• EXTRACTED DATA:
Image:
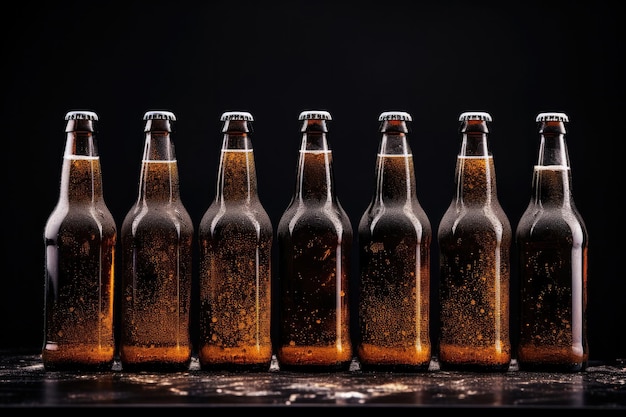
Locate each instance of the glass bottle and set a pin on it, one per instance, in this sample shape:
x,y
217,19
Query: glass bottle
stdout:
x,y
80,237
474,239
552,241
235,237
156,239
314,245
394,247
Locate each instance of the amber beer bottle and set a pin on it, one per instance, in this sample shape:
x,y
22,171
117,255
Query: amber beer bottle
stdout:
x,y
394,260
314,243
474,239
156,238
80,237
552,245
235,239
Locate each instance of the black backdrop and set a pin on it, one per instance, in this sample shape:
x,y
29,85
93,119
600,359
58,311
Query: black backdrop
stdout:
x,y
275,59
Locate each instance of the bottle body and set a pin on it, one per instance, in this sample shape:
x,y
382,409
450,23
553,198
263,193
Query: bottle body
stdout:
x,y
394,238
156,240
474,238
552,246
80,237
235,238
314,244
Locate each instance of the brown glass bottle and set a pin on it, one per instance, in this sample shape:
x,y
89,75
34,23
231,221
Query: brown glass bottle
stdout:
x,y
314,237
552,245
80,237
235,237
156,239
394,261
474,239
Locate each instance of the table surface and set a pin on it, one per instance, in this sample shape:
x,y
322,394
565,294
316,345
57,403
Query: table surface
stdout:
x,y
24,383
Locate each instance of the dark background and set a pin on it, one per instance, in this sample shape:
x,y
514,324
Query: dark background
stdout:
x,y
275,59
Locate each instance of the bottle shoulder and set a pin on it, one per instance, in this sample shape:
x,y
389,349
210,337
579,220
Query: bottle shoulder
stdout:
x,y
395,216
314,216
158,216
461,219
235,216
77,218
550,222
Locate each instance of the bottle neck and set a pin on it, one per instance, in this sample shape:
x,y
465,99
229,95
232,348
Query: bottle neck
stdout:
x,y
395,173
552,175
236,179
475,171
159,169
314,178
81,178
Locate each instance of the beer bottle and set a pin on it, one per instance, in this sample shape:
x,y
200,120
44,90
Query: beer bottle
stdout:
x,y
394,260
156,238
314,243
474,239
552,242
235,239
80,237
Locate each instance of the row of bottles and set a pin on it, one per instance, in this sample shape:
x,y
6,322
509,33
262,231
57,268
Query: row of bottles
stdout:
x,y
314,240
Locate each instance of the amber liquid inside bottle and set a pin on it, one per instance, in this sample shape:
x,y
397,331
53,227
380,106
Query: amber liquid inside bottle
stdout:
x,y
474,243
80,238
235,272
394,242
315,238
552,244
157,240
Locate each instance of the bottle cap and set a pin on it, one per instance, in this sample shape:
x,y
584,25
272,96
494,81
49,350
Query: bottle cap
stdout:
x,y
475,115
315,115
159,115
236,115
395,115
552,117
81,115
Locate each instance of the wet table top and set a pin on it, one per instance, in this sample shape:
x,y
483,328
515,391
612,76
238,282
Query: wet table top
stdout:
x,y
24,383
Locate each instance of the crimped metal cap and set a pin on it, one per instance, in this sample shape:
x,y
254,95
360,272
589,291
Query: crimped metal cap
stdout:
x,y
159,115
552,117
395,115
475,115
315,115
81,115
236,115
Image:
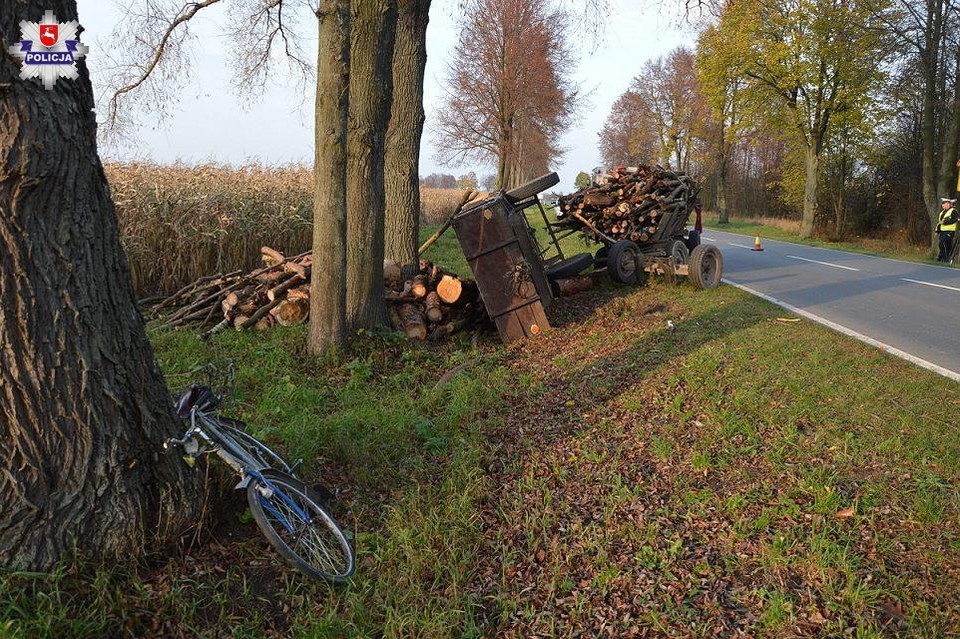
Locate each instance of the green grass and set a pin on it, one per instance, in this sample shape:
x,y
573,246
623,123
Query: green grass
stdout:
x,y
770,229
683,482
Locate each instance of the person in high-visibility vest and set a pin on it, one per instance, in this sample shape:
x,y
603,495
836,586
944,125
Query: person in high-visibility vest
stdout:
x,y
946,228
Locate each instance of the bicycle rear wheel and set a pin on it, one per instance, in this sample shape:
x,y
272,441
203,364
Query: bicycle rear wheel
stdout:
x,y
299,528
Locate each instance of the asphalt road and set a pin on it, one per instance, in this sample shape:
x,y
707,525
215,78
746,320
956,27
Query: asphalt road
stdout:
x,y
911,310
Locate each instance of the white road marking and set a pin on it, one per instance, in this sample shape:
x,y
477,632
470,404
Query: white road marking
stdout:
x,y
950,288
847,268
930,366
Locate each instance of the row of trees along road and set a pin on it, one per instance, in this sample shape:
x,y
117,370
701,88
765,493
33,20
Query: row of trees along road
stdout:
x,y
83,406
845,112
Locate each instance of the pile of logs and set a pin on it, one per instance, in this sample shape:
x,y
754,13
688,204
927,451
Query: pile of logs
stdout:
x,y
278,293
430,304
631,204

• PROBLEM DESCRIPTION: Give the listing again exactly, minus its images.

• WRITTEN ANSWER:
Image:
Locate each instance of the glass bottle and set a pin on it, one per instance, in this sample shape:
x,y
217,19
Query: glass bottle
stdout:
x,y
80,237
474,239
552,241
235,237
156,239
314,245
394,247
Locate each instance of the amber beer bottle and set a pin on it, one per instance, in this sample shape:
x,y
22,171
117,255
Query: amber beer bottle
stdout:
x,y
394,260
314,243
474,239
156,238
80,237
552,245
235,239
Locate each instance of the black backdrop and set a pin on it, one per instance, in this sample shape:
x,y
29,85
93,119
600,359
58,311
Query: black backdrop
stdout:
x,y
275,59
Locate each instance of the bottle body and set a pin on it, one per instance, in this sample shape:
x,y
382,409
450,23
553,198
263,193
Query: bottle body
stdout:
x,y
394,238
156,240
474,238
552,246
80,237
235,238
314,244
Locate each instance of the brown glass bottle and set a pin on it, one per instance, in this sample shape:
x,y
89,75
34,23
231,221
Query: brown glass bottle
stdout:
x,y
314,237
552,245
80,237
235,237
156,239
394,261
474,239
Locate each instance of the table surface and set a pin on it, one per instance, in this sample shape:
x,y
322,394
565,294
316,345
57,403
Query: table surface
stdout:
x,y
24,383
Locate each instance of the dark background and set a pin on it, one per instance, in this sample shape:
x,y
514,324
Query: dark background
stdout:
x,y
275,59
Locate each instance of the bottle shoulder and set a pin on it, one per instance, in this sample shape:
x,y
389,349
210,337
579,220
Query: bottle shoulder
stdout:
x,y
395,216
314,216
158,216
461,219
235,216
77,218
550,222
Locate each instance of the bottle neck and set a pin on it, one per instance, in this sample shape:
x,y
465,99
229,95
232,348
Query: bottle neck
stdout:
x,y
395,173
552,175
236,179
475,171
159,169
314,178
81,178
Locate each instance of the beer bottle and set a pin on it, one per instance, in this sample shape:
x,y
200,120
44,90
Query: beer bottle
stdout:
x,y
394,260
156,238
314,243
474,239
552,242
235,239
80,237
Locate each instance of the row of bottles and set a pin on it, one per instance, in this sample shape:
x,y
6,322
509,33
262,231
57,268
Query: row of bottles
stdout:
x,y
314,240
Locate each instance of the amber liquid inside bottle and set a pin on it, one per instance, in this sample shape:
x,y
397,331
53,227
380,106
Query: amber liquid inside bottle
stdout:
x,y
474,243
80,238
235,272
394,242
315,238
552,244
157,240
Locate each instance of the bottle cap and set a pin on it, one per instance, in this sample shape:
x,y
584,25
272,96
494,81
49,350
Query: bottle cap
stdout:
x,y
475,115
315,115
159,115
236,115
395,115
552,117
81,115
Locate each instance of the wet table top and set a pin on it, one per instance, in this sample shape:
x,y
483,328
515,391
612,76
238,282
Query: wet table top
stdout:
x,y
24,383
Locate each instance of the crimped metal cap and set a pin on it, one per instance, in this sample shape:
x,y
254,95
360,272
589,291
Query: crimped metal cap
stdout:
x,y
159,115
552,117
395,115
475,115
315,115
81,115
236,115
Image:
Locate each instance of the green grass and set a pin on it, one per instance, in this sample shape:
x,y
573,246
623,123
Query: green grass
stdout:
x,y
770,229
683,482
Locate each instance of the person in high-visibility vest and set a pin on it, one per instance, in this sample shape:
x,y
603,495
836,586
944,125
Query: person in high-visibility vest
stdout:
x,y
946,228
Locate each instance of the bicycle rear wheel and set a pin on it, one per instance, in this sample shape:
x,y
272,441
203,364
Query: bicycle rear wheel
stdout:
x,y
299,528
Locate each instance of the asphalt road and set a pin on it, one per instance, in this sample shape:
x,y
707,525
215,78
746,320
956,27
Query: asphalt road
stdout:
x,y
911,310
Locate each instance of the white road marking and set a pin on it, one per instance, in this sample shape:
x,y
477,632
470,404
Query: white road marking
stdout:
x,y
950,288
847,268
930,366
Locate each instance of the row of trees along road and set a pin on it, one per instance, in this sample shape:
x,y
117,370
701,88
765,493
33,20
Query: row of trees along road
stdout:
x,y
83,406
845,112
Locate each instance of the pile of logs and set a pin on it, one per instance, in this sample shape:
x,y
754,13
688,204
927,451
Query: pile of logs
stdout:
x,y
278,293
430,304
631,204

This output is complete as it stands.